**** TASK INPUTS

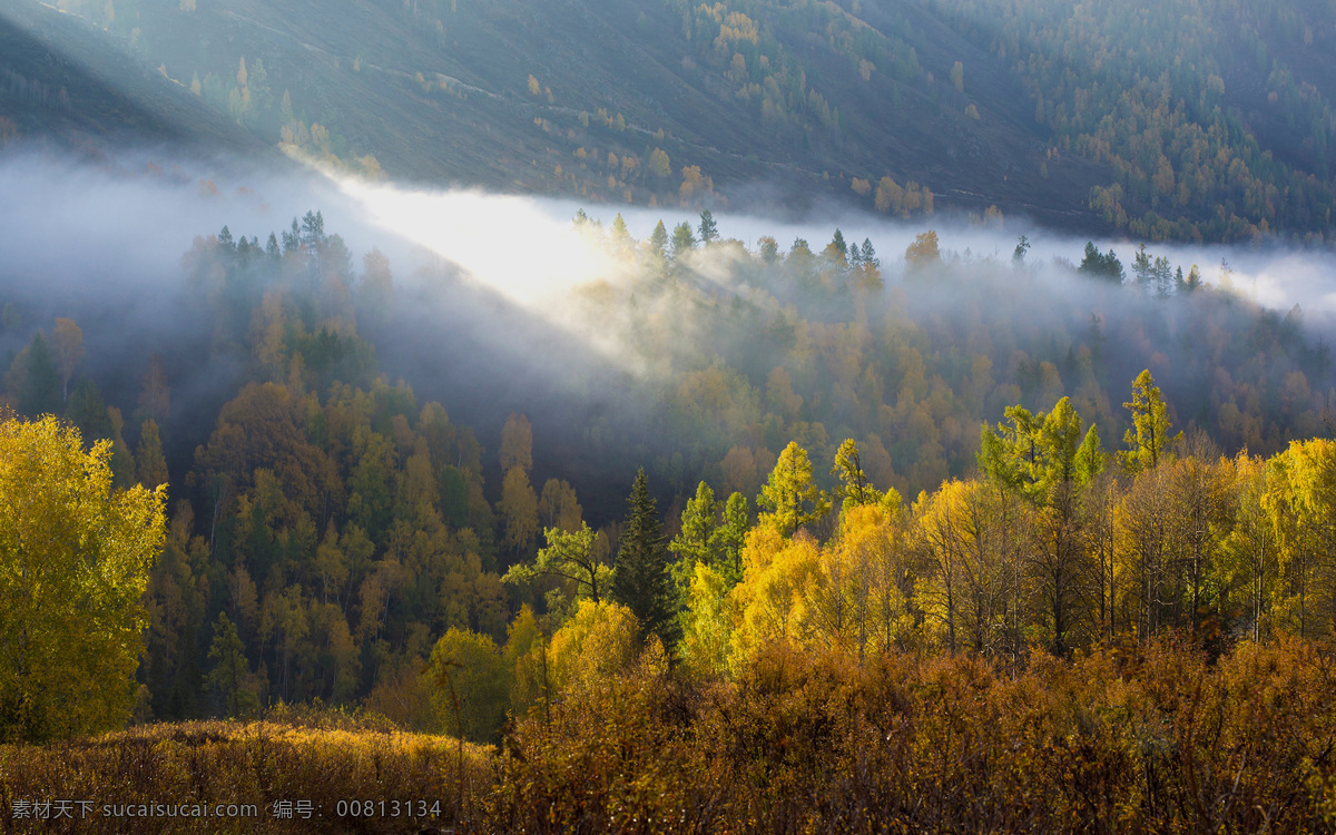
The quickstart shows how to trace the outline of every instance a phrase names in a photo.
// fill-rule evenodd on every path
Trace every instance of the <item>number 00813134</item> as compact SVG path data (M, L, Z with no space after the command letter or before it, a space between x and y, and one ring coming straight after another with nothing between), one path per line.
M339 818L440 818L440 800L339 800Z

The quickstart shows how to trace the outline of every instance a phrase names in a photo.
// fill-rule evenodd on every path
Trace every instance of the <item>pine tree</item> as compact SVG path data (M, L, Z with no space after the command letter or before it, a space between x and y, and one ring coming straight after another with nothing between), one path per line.
M64 398L60 397L60 374L47 346L47 338L37 331L28 345L28 367L19 389L19 411L29 415L59 414Z
M627 522L612 574L612 599L636 616L641 640L651 635L659 636L664 649L672 656L681 639L681 625L677 623L665 537L655 500L649 497L649 480L645 478L644 468L636 474L627 505Z
M1150 375L1150 369L1132 381L1132 402L1122 405L1132 411L1136 432L1129 429L1124 433L1122 442L1129 449L1118 453L1118 458L1129 473L1154 469L1164 460L1168 445L1181 438L1182 433L1169 436L1168 405L1160 395L1160 386Z
M659 258L668 255L668 230L664 227L663 220L659 220L655 224L655 231L649 232L649 251Z

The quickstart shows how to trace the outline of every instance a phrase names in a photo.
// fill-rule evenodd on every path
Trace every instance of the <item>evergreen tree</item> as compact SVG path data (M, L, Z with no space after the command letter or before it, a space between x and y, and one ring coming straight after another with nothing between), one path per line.
M1011 253L1011 263L1021 267L1025 266L1025 254L1030 251L1030 239L1021 235L1021 239L1015 242L1015 250Z
M672 656L681 639L681 625L677 623L663 526L655 500L649 497L649 480L645 478L644 468L636 474L627 504L627 522L612 574L612 599L636 616L641 640L657 635Z
M860 253L860 258L863 263L870 267L875 269L882 266L882 259L876 257L876 250L872 248L871 238L863 238L863 251Z
M751 509L747 506L747 497L733 493L724 502L723 524L711 536L711 545L719 554L720 573L731 587L743 578L743 545L748 529L751 529Z
M112 436L107 403L103 402L98 385L87 377L80 379L69 394L65 420L79 428L79 433L88 444Z
M1108 254L1101 255L1100 250L1094 247L1093 240L1086 240L1085 258L1081 259L1081 266L1077 267L1078 273L1090 275L1094 278L1104 278L1116 285L1122 283L1122 262L1110 248Z
M218 623L214 624L214 644L208 648L208 660L214 663L214 669L207 680L222 696L223 713L239 715L247 707L248 693L242 689L242 684L250 672L250 664L246 660L246 645L226 612L219 612Z
M1132 425L1122 436L1122 442L1128 450L1118 453L1122 466L1129 473L1154 469L1164 460L1170 442L1182 437L1169 436L1169 410L1164 398L1160 397L1160 386L1150 375L1150 369L1141 371L1132 382L1132 402L1122 403L1132 411Z
M700 212L700 240L703 243L719 240L719 226L715 223L715 215L708 208Z
M701 481L696 486L696 497L688 498L687 508L681 512L681 533L668 544L668 550L677 554L681 574L689 574L696 562L713 565L717 514L719 502L715 501L715 492Z
M807 450L790 441L770 474L770 481L762 486L756 500L768 513L762 514L762 524L772 525L783 537L808 522L815 522L831 509L830 500L812 482L812 462Z

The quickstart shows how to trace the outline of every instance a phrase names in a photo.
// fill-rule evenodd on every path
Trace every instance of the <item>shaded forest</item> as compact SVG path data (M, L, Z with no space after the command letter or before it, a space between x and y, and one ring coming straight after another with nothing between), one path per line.
M639 466L671 568L661 640L701 672L779 637L1019 657L1165 629L1225 645L1328 628L1329 442L1292 440L1328 432L1329 358L1301 311L1240 298L1228 267L1208 282L1093 246L1079 266L1030 266L1025 242L1002 262L943 251L934 231L883 266L838 230L749 251L708 212L644 242L620 218L576 227L627 279L577 287L554 321L566 343L596 325L619 362L561 354L532 418L521 402L481 432L378 359L438 351L397 315L476 290L397 282L378 251L355 269L318 212L265 242L196 238L190 325L138 374L102 371L127 363L96 359L126 350L100 323L48 330L4 307L9 402L111 440L118 484L168 485L143 711L319 699L440 728L420 673L441 647L513 669L534 652L514 645L525 617L561 635L604 611L584 607L625 561ZM472 366L470 385L505 367L438 362ZM218 370L208 393L186 369ZM545 414L554 393L601 406ZM452 410L481 399L442 394ZM476 739L512 689L486 687Z

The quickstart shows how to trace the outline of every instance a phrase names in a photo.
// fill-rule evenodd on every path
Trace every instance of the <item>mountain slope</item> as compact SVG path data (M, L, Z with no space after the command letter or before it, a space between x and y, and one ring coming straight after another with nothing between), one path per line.
M1315 0L60 4L267 143L403 179L1180 239L1321 239L1336 203Z
M86 151L104 142L150 142L269 154L266 143L84 21L36 4L7 4L0 11L0 144L35 139Z

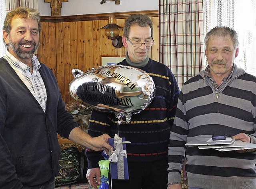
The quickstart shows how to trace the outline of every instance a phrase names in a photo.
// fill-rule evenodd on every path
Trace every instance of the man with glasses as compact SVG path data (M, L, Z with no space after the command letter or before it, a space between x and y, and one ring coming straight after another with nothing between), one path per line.
M148 17L142 14L129 17L125 23L122 40L128 52L125 59L118 64L146 72L153 78L156 90L156 95L147 108L133 115L128 124L119 126L119 137L131 142L126 145L129 180L112 180L112 187L123 189L166 189L168 132L175 115L178 87L170 70L149 57L154 41L152 22ZM94 110L88 133L93 136L107 133L114 138L118 130L117 121L114 113ZM86 177L90 184L96 188L100 181L98 165L100 154L88 150L86 155L88 163Z

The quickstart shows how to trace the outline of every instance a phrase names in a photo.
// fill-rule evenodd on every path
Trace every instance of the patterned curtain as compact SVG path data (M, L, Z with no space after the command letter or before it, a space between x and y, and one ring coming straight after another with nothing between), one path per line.
M160 62L180 88L205 67L202 0L159 0Z
M256 76L256 1L203 0L204 33L216 26L226 26L238 33L239 52L235 63Z

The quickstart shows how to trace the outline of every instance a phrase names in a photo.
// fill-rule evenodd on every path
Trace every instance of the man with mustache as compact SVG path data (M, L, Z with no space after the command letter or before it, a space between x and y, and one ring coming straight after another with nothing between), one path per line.
M38 11L18 8L3 28L0 59L0 188L54 188L59 165L57 137L94 150L113 149L104 134L92 137L65 109L51 70L34 55L39 46Z
M209 65L184 84L179 96L169 145L167 188L182 189L184 159L189 189L256 188L256 149L220 152L185 145L213 135L256 143L256 77L234 64L236 32L216 27L205 42Z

********

→ INSTRUCTIONS TO FOLLOW:
Print every line of the records that contains the string "command". Match case exactly.

→ THE OUTPUT:
Trace every instance of the <item>number 00813134</item> as compact SVG path data (M, L, Z with no space after the command letter or before it, a space between x and y, and one ring coming straight after another with nothing between), one path per line.
Trace every instance of the <item>pine tree</item> as compact SVG path data (M, L, Z with no space after the command letter or before it, a space between x and y, and one ring coming straight after another with nothing between), one path per line.
Trace every instance of the <item>evergreen tree</item> as compact SVG path data (M, L, Z with no space after the command letter or before it, a space between x and y, and one ring coming straight after another with nothing between), one path per line.
Trace every instance of the <item>shaded forest</item> as compact SVG path data (M, L, Z with no space after the command letter or before it, a space between x and y, and one ring coming straight after another with nothing between), one path per line.
Trace every instance of the <item>mountain slope</item> as compact SVG path data (M, L, Z with no space after the command letter or before it, a space between x and y, and one ring coming straight after another with nothing between), one path per line.
Trace every instance of the man with glasses as compact SVG path data (M, L, Z with no space after the command letter or before it, a space between x and y, and one ring coming straight after another with nothing between), one path per line.
Trace every instance of the patterned curtain as compact SVG path data (M, L, Z with no space after the command letter or before it, a space between x and y, and one ring coming straight after another with nothing between), one path per line.
Trace every instance of the man with mustache as compact SVG path data (M, L, Z with no space after the command letter or before it, a space between x and y, and one ring coming straight after another with nothing between), one path per line.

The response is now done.